## REQUIREMENTS
Copy the data from the start through the line with "[(113, 85), (79, 92)]", renaming "Target" to "Item" and keeping everything else the same.

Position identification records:
====
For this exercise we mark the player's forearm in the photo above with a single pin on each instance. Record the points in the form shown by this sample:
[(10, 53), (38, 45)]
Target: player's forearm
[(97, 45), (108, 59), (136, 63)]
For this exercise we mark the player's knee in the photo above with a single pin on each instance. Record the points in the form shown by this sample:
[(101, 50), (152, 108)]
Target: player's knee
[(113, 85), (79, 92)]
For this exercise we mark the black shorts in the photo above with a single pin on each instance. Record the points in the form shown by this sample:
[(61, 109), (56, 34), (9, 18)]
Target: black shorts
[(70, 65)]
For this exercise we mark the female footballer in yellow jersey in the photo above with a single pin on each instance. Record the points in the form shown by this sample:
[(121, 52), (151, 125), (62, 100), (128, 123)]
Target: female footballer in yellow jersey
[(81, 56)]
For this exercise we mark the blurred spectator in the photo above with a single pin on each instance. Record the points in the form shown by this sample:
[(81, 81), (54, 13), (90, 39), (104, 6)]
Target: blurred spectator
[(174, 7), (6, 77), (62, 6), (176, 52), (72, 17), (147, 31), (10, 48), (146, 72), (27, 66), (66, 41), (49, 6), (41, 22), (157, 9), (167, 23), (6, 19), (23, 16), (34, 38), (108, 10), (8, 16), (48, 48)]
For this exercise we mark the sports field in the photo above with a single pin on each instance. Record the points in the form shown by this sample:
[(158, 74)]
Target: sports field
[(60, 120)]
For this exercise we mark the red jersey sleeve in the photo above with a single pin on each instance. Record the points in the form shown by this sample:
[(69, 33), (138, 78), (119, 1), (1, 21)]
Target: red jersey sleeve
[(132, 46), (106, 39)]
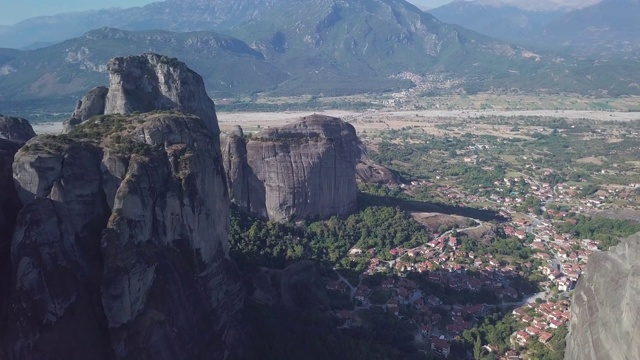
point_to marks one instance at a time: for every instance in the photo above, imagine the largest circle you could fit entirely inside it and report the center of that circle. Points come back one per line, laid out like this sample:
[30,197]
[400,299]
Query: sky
[14,11]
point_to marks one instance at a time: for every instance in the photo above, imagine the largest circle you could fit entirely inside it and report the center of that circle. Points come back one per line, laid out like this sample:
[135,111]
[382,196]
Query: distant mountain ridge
[316,47]
[73,66]
[607,28]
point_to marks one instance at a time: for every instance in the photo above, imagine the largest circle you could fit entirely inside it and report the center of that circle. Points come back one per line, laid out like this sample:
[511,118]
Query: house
[387,284]
[544,337]
[522,338]
[433,300]
[440,346]
[426,330]
[347,316]
[554,324]
[532,330]
[362,293]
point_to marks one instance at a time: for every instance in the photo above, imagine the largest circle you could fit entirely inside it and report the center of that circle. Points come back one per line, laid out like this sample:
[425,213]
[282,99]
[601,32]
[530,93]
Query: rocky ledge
[144,83]
[15,129]
[302,170]
[121,249]
[605,315]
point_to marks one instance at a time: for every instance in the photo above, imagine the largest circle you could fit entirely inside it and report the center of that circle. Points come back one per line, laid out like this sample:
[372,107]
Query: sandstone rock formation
[145,196]
[147,83]
[301,170]
[15,129]
[92,104]
[9,207]
[605,314]
[234,153]
[368,171]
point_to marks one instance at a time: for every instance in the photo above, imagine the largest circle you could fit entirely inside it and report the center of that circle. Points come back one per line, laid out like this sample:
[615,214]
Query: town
[445,287]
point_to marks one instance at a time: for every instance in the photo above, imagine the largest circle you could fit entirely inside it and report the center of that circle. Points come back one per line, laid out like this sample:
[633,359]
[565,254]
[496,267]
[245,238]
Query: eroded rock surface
[15,129]
[154,82]
[53,313]
[368,171]
[146,83]
[234,153]
[144,197]
[92,104]
[9,207]
[605,313]
[302,170]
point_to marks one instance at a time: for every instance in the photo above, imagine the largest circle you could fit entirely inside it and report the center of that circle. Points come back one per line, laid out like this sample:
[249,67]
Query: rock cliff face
[9,207]
[153,82]
[124,238]
[93,103]
[605,314]
[147,83]
[368,171]
[15,129]
[234,153]
[301,170]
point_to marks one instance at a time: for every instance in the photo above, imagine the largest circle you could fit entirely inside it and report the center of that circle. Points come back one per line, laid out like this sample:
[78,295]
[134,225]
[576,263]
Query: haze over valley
[320,179]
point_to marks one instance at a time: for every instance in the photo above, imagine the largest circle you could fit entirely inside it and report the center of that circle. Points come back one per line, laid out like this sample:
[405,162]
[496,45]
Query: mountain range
[281,47]
[608,28]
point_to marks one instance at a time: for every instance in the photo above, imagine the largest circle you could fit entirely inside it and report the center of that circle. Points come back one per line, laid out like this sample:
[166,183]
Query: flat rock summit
[118,230]
[306,169]
[605,316]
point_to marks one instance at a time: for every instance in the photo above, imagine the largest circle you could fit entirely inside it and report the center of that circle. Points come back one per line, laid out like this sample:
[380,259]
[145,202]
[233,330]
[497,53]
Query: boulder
[15,129]
[605,314]
[145,83]
[302,170]
[92,104]
[136,211]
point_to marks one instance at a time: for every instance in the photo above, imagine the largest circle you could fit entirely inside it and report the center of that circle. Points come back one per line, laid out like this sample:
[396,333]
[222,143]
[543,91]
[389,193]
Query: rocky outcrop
[302,170]
[92,104]
[9,207]
[146,83]
[605,314]
[138,213]
[296,287]
[153,82]
[234,153]
[368,171]
[15,129]
[53,313]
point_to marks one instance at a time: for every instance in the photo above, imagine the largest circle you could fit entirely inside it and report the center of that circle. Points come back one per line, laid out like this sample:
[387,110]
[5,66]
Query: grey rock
[52,313]
[9,206]
[15,129]
[234,155]
[302,170]
[296,287]
[605,313]
[368,171]
[145,83]
[142,212]
[154,82]
[92,104]
[68,173]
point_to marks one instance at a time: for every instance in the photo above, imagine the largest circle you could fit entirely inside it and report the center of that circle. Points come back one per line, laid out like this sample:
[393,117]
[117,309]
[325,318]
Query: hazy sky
[14,11]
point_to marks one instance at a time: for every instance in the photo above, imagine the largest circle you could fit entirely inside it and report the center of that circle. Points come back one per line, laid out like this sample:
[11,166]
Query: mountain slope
[501,21]
[328,47]
[611,26]
[228,65]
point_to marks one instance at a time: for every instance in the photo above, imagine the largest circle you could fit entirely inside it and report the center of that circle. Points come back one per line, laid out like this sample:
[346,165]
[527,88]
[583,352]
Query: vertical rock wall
[605,312]
[301,170]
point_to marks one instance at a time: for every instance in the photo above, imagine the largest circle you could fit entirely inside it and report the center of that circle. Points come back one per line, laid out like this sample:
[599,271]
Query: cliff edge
[605,314]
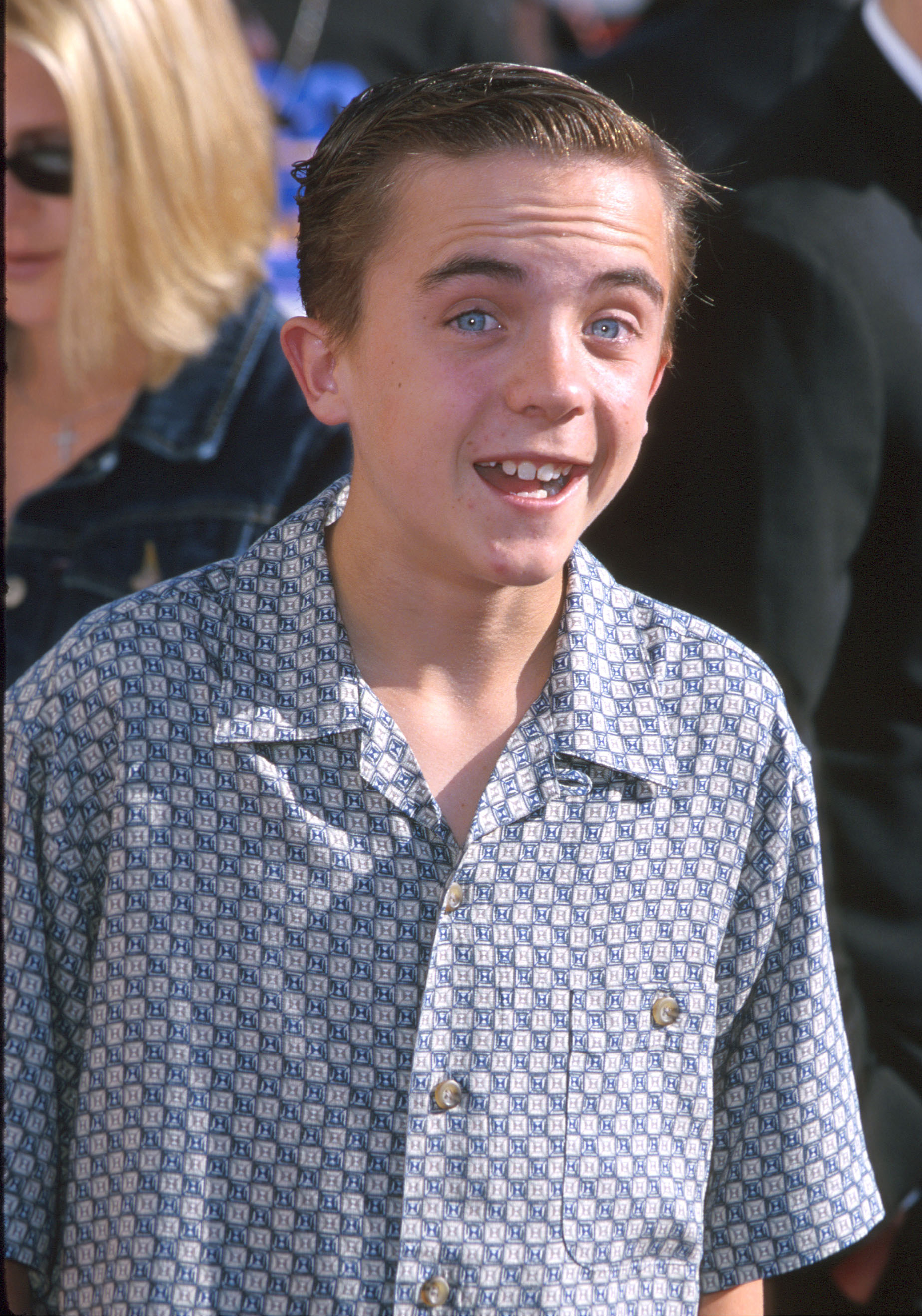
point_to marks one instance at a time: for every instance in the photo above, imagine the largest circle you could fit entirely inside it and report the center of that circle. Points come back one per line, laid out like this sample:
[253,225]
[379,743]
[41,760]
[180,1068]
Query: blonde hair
[173,172]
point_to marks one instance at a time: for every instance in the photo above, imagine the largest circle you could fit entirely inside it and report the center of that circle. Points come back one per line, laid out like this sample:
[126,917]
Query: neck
[439,635]
[38,368]
[906,17]
[456,664]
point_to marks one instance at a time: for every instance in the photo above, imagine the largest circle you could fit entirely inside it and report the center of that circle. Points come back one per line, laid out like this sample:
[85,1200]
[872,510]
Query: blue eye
[608,329]
[476,321]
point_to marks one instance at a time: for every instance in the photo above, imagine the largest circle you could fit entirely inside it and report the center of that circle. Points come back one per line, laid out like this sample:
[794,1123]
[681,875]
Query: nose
[547,373]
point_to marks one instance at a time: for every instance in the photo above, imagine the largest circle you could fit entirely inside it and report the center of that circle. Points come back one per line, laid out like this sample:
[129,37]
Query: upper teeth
[529,472]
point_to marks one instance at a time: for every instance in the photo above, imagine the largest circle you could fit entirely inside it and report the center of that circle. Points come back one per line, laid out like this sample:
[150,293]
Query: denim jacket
[197,472]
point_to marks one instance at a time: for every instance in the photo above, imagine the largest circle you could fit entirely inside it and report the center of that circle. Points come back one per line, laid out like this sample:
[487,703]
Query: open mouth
[527,478]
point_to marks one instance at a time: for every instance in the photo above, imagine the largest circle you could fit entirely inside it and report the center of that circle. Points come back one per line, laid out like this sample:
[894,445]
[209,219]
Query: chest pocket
[638,1122]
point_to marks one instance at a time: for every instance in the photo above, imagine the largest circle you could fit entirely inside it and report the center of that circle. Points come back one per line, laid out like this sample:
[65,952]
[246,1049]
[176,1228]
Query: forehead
[585,208]
[31,96]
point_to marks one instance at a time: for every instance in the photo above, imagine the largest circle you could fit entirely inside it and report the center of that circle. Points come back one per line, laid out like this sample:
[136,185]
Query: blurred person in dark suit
[386,40]
[704,71]
[152,422]
[780,495]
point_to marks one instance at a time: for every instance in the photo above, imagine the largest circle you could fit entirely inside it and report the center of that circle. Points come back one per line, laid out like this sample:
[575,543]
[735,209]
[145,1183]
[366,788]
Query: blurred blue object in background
[306,104]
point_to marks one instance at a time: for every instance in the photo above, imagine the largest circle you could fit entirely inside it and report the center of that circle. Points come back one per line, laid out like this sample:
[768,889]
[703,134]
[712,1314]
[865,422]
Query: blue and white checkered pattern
[234,978]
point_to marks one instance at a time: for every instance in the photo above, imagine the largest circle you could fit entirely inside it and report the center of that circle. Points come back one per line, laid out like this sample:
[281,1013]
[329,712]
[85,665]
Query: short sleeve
[49,919]
[791,1181]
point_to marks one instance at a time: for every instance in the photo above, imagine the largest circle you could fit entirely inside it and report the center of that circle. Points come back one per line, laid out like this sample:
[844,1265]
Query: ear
[307,348]
[660,371]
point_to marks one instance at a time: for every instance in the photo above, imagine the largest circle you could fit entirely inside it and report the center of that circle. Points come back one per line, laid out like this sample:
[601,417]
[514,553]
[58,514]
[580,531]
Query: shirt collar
[289,673]
[902,58]
[187,420]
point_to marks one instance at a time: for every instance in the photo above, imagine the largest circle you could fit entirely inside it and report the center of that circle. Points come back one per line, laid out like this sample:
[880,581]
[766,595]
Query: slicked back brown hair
[347,189]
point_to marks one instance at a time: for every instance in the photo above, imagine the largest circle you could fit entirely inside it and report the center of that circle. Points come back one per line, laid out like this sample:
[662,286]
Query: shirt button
[665,1011]
[16,592]
[434,1292]
[447,1094]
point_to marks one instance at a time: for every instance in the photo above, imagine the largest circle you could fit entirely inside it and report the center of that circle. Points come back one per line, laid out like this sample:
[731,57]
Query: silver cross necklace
[66,433]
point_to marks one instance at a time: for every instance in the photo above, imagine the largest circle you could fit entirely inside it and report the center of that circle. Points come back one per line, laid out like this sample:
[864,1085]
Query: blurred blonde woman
[152,423]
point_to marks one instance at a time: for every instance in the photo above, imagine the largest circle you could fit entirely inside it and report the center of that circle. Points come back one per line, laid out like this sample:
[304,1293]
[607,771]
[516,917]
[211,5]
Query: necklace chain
[66,433]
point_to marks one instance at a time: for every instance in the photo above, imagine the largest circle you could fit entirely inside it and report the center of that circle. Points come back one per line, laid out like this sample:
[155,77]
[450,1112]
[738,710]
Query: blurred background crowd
[153,426]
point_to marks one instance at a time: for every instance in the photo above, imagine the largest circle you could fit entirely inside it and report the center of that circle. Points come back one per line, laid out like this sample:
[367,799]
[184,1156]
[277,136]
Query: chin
[527,569]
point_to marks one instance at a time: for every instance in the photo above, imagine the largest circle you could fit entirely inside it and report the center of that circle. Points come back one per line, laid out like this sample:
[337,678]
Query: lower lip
[539,505]
[25,269]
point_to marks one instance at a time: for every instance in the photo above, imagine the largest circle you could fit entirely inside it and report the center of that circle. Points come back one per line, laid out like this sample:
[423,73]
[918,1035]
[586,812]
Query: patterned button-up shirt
[243,949]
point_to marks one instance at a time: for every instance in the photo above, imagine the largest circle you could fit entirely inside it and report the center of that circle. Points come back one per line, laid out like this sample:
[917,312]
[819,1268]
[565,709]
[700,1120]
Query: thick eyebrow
[635,277]
[465,266]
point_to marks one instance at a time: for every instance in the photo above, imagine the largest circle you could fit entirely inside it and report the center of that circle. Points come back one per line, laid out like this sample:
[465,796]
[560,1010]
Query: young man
[403,915]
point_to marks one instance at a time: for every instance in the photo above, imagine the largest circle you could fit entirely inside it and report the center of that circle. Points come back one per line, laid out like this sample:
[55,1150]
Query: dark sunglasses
[44,169]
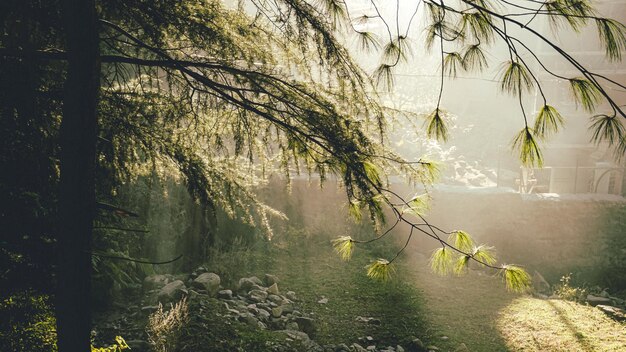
====
## SOLUTION
For this exercise we mark the player's forearm in the photo above with a single pin on each instance. Record the points in the form shown by this sample:
[(10, 53), (38, 45)]
Item: player's forearm
[(97, 45), (108, 59), (136, 63)]
For this exercise we mark the player's knee in the photo above with a single pin on each instance. Record the points in the form shown by this sample:
[(101, 50), (152, 108)]
Item: player's knee
[(113, 85), (79, 92)]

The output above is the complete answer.